-- Document text follows --

AI Scams Hit UK's Insurance Industry Where It Hurts
Scammers are using AI to file fraudulent insurance claims, costing UK insurer Aviva millions. As AI reshapes fraud tactics, Aviva fights back with its own AI tools.
Aviva, a major UK insurer, finds itself in the thick of a new fraud battlefield. In 2025, the company faced over 18,400 fraudulent claims. Scammers have turned to AI tools to generate fake accident scenes, documents, and images, claiming a staggering potential payout of £233 million ($310.3 million) for the year. Motor insurance is the main target, with exaggerated repair costs and damage reports becoming the norm.
The New Face of Fraud
Gone are the days when fraudsters staged real-life crashes. Today's scam artists use AI to craft entirely fabricated claims. Motor insurance scams have spiked by 39 percent, and it's not just limited to cars. Liability insurance also saw a 32 percent increase in fraudulent claim value.
Interestingly, these fraudsters aren't acting solo. Aviva points fingers at 'professional enablers', lawyers and medical professionals who lend an air of legitimacy to these claims. They're bumping up the numbers in travel and medical insurance claims too.
Aviva's AI Counterpunch
Aviva's not sitting idle. They're turning the tables on scammers with AI of their own. Using advanced analytics and human oversight, they're spotting fraud faster. Pete Ward, Aviva's head of claims counter fraud, emphasizes that fraud's not a victimless crime. It drives up everyone's insurance costs.
Here's the kicker: as AI fraud gets smarter, the battle over claims becomes a high-stakes tech showdown. Can Aviva's AI keep pace with scammers? This isn't just an insurance story. It's about how AI's shaping industries in unexpected ways.
Ask the workers, not the executives, and you'll hear what this means for jobs, more pressure, less room for error. Automation isn't neutral. It has winners and losers, and in this case, it's clear who pays the cost.

-- Document text concluded --

> What this task involves
Reproduce the stretch of the AI insurance fraud article from "AI Scams Hit" through "becoming the norm.", keeping every word unchanged.

-- Given information follows --

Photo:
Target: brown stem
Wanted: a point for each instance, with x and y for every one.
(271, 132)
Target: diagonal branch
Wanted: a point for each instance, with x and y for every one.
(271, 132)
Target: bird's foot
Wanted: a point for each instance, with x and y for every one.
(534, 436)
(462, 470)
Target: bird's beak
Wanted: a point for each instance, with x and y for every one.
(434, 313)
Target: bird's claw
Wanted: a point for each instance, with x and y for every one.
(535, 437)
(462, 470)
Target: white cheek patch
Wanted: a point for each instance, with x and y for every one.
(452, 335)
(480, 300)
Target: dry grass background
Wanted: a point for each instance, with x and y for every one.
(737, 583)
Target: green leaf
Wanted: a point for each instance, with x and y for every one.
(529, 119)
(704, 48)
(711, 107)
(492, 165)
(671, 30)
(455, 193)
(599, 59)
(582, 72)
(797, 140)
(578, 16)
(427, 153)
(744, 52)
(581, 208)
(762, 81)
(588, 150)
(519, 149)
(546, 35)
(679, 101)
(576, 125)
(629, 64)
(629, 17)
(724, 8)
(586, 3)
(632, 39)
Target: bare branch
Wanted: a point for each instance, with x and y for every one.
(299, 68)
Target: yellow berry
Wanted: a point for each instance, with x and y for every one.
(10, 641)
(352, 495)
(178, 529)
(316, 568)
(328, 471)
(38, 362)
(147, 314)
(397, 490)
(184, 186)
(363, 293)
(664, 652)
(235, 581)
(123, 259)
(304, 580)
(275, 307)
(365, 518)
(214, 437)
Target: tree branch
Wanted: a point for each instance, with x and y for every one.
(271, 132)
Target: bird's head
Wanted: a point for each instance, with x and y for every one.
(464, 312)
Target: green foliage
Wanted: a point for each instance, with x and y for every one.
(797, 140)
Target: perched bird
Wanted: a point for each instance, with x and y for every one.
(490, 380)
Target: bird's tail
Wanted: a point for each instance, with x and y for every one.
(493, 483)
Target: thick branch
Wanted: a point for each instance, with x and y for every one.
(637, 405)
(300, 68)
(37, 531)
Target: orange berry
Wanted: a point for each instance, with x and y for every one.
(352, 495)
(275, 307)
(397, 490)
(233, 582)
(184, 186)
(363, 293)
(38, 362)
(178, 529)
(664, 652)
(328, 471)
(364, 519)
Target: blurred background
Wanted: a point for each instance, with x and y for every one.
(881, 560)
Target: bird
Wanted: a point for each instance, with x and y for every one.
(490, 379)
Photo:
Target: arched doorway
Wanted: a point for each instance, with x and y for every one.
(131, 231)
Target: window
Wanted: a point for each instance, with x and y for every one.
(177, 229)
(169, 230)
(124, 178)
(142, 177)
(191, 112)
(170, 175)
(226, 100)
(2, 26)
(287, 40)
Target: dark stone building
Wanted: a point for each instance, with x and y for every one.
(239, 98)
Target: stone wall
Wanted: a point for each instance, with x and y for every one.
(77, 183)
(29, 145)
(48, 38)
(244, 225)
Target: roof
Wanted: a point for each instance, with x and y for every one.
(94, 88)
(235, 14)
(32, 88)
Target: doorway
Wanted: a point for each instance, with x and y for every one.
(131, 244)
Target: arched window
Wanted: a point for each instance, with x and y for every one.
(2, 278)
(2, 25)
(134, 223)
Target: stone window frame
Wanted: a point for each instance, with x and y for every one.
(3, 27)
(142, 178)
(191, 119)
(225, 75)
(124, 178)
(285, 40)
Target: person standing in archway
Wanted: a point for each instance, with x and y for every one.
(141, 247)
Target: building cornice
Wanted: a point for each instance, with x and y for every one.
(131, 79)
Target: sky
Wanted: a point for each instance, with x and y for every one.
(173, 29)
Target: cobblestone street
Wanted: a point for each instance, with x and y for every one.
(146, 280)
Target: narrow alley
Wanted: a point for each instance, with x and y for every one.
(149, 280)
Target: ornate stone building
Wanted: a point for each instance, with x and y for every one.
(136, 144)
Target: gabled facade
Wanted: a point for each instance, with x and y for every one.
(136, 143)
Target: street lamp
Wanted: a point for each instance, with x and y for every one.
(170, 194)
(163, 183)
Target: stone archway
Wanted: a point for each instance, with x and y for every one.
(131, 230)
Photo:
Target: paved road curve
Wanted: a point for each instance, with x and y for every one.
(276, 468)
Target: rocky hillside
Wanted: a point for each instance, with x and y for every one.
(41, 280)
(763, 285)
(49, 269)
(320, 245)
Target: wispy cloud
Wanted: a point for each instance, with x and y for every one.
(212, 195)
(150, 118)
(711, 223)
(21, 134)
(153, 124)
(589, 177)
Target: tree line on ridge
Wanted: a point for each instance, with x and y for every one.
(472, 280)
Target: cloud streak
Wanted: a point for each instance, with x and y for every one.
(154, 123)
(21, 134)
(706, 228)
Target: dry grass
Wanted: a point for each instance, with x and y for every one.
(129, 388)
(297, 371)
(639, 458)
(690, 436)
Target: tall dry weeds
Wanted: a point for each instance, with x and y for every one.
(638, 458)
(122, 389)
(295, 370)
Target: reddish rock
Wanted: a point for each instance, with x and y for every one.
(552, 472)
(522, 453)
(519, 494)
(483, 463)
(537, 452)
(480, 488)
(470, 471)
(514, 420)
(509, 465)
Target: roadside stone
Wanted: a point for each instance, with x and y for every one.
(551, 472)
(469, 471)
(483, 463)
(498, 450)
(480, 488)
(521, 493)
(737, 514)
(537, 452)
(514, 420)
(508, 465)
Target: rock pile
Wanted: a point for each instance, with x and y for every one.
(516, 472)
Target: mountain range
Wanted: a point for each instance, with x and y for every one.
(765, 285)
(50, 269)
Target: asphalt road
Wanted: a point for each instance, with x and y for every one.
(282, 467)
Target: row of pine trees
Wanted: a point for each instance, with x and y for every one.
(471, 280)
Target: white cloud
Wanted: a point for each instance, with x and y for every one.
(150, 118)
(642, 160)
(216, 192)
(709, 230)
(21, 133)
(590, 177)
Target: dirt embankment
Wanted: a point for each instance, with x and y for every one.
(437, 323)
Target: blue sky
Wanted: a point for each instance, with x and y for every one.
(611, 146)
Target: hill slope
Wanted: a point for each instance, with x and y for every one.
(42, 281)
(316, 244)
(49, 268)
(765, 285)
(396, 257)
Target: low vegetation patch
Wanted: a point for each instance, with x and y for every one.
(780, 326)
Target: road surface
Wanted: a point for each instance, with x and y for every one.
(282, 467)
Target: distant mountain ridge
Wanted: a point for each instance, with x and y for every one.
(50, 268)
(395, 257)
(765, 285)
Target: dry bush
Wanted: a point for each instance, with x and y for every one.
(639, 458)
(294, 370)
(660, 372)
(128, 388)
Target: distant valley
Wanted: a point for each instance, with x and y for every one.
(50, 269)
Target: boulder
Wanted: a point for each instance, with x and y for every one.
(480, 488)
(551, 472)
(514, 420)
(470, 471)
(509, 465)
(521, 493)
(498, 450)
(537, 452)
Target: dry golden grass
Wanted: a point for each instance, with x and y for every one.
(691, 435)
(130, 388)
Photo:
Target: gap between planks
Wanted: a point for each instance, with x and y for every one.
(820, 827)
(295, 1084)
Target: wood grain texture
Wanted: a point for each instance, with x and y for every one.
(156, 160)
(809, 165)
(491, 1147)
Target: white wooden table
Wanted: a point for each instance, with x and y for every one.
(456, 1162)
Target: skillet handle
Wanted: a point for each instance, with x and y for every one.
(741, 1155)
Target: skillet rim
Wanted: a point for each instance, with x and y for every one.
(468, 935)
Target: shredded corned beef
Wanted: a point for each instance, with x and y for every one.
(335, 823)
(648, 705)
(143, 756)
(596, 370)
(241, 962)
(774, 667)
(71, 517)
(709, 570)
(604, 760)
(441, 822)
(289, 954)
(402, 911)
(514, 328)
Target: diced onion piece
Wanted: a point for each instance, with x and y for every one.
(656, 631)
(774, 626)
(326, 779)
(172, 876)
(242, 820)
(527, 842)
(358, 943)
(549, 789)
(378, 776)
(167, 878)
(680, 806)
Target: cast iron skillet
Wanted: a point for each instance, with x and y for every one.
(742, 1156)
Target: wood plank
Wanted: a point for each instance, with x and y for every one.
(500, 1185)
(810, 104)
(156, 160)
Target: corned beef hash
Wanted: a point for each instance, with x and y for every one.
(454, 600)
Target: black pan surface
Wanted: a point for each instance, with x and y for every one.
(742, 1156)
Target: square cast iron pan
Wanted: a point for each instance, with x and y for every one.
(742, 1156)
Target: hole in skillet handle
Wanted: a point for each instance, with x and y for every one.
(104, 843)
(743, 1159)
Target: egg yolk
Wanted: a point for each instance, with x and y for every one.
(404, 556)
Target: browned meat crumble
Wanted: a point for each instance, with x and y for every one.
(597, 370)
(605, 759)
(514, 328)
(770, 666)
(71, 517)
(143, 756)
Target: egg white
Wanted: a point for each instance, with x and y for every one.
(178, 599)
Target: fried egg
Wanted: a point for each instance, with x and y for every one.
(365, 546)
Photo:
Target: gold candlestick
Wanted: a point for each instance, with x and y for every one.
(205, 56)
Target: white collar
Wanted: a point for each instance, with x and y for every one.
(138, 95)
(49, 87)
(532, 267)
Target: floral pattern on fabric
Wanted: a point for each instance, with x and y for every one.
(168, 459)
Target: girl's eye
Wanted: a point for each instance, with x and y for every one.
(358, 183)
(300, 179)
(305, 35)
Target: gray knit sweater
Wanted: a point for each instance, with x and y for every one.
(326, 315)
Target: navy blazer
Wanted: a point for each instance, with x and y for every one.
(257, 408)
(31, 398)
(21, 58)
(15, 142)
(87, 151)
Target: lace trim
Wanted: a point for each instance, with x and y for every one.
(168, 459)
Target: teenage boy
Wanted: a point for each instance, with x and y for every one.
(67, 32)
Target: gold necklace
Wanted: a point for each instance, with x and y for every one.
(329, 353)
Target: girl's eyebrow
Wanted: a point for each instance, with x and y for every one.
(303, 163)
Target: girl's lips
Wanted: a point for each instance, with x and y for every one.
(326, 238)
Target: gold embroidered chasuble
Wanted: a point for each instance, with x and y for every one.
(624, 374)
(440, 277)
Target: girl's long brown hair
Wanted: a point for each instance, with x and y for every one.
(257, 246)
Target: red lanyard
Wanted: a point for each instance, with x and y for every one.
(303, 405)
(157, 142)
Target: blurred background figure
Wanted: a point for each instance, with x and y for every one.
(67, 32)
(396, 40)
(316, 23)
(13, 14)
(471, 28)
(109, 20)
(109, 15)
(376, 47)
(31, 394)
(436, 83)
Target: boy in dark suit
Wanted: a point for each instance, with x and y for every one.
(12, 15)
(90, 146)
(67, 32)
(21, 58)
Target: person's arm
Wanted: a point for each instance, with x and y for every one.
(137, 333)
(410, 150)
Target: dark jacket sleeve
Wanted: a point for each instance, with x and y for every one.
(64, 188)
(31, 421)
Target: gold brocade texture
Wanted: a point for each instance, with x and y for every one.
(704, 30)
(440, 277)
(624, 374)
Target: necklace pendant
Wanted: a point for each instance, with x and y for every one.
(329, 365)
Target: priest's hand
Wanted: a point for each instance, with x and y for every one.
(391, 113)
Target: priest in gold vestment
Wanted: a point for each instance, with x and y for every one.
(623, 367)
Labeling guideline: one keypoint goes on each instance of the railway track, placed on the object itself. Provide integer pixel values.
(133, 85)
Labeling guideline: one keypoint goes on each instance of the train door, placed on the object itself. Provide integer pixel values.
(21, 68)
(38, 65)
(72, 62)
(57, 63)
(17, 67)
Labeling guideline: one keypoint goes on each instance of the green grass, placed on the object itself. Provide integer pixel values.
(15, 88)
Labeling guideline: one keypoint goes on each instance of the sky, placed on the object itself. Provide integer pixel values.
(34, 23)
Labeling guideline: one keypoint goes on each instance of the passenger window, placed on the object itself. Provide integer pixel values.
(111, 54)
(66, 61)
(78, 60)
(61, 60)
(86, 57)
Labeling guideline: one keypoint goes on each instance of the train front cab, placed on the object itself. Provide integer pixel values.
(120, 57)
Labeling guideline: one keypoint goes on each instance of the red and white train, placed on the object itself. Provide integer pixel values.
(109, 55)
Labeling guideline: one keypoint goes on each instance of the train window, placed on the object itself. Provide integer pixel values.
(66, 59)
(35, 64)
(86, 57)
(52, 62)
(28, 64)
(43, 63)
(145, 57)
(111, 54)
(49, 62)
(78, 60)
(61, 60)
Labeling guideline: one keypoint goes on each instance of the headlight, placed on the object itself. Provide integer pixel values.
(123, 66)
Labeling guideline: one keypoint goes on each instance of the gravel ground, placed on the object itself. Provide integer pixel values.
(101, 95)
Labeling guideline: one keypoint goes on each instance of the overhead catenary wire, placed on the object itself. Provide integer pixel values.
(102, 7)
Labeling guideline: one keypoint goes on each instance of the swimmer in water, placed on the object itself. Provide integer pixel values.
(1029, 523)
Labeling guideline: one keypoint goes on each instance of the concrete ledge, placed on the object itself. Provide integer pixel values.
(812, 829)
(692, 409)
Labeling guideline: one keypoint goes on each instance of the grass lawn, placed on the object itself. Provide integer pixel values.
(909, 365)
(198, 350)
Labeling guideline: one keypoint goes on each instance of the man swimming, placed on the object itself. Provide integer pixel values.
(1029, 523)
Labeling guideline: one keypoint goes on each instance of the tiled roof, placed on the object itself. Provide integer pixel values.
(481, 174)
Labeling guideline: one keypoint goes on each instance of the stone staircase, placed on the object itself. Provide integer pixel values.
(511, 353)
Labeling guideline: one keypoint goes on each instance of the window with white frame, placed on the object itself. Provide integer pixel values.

-- Given information concluded --

> Task solution
AI Scams Hit UK's Insurance Industry Where It Hurts
Scammers are using AI to file fraudulent insurance claims, costing UK insurer Aviva millions. As AI reshapes fraud tactics, Aviva fights back with its own AI tools.
Aviva, a major UK insurer, finds itself in the thick of a new fraud battlefield. In 2025, the company faced over 18,400 fraudulent claims. Scammers have turned to AI tools to generate fake accident scenes, documents, and images, claiming a staggering potential payout of £233 million ($310.3 million) for the year. Motor insurance is the main target, with exaggerated repair costs and damage reports becoming the norm.